STUDY TEXT:
══════════

Ratio-based Diagnostic Tools
The Doernenburg Ratios, Rogers Rogers, Basic Gas Ratios diagnostic tools have a more effective diagnostic accuracy rate. They involve more calculation and therefore aren’t always the first choice. However, these tools can offer superior results and there are now more automated means of calculating these results.
The ratios used by three of the methods are listed below. The process for each method uses a subset of these ratios with diagnosis of fault type based on the fit of each ratio result to a specific range of values.
Ratio 1 (R1) = CH4/H2
Ratio 2 (R2) = C2H2/C2H4
Ratio 3 (R3) = C2H2/CH4
Ratio 4 (R4) = C2H6/C2H2
Ratio 5 (R5) = C2H4/C2H6
Another ratio-based method is the Duval Triangle found in the IEC guide Annex B.3. The Triangle method was developed empirically in the early 1970’s. It is based on the use of 3 gases (CH4, C2H4 and C2H2) corresponding to the increasing energy levels of gas formation. One advantage of this method is that it always provides a diagnosis, with a low percentage of wrong diagnoses.
The accuracy of the main diagnostic methods used has been evaluated, using the IEC data bank of inspected transformer failures and other reports. Table 2 shows the results of this effort:
Table 2 summarizes many of the main points developed in this article. There are a variety of diagnostic tools available to the DGA practitioner and it is important to understand which ones to apply and when.
On-line DGA and Diagnostic Tools
On-line DGA is gaining in popularity worldwide and, because of its frequency and accuracy of measurements, provides the best data set for the ratio-based diagnostic tools. The advent of on-line DGA has enabled the DGA practitioner to go from infrequent snapshots in time of transformer condition to understanding the dynamic behavior of gases over the operating cycles of the transformer. On-line DGA data is delivering new insights previously unavailable. The trending of the diagnostic ratios rather than just the basic gas data is the breakthrough. The value is in rate of change of diagnostic ratio indicators, not in static snapshots. On-line DGA monitors are available now with different combinations and counts of the 8 diagnostic gases. Software and services also accompany these monitors that automate the calculation and display of some of the diagnostic tools.

══════════

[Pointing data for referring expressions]
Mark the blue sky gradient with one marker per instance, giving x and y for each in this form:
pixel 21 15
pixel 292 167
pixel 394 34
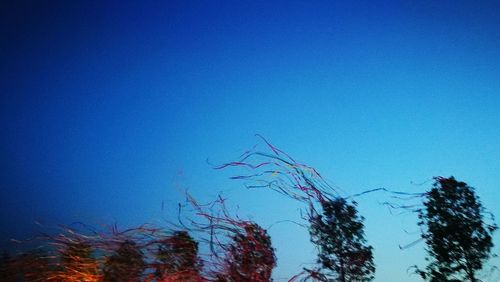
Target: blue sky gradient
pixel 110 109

══════════

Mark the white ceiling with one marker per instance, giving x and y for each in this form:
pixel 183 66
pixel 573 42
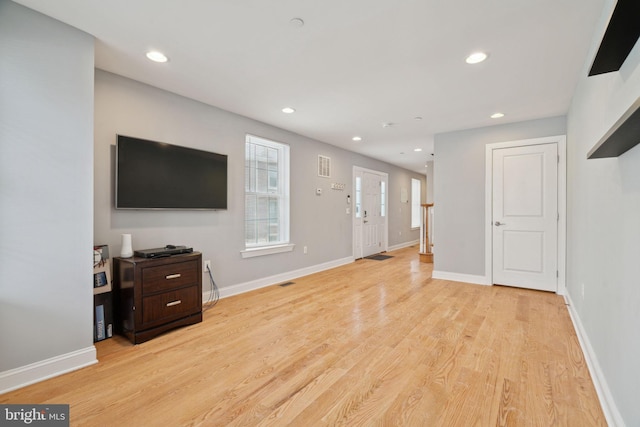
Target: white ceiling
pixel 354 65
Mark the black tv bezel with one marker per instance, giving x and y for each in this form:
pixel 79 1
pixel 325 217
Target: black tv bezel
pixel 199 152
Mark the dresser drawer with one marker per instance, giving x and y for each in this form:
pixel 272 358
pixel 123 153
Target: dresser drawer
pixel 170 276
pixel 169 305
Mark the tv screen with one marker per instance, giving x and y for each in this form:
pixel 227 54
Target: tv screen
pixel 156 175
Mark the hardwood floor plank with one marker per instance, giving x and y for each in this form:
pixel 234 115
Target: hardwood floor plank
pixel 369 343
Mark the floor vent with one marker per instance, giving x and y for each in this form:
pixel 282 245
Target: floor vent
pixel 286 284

══════════

EXERCISE OBJECTIVE:
According to the text on DGA diagnostic tools, which three gases does the Duval Triangle method use?

ANSWER BOX:
CH4, C2H4 and C2H2.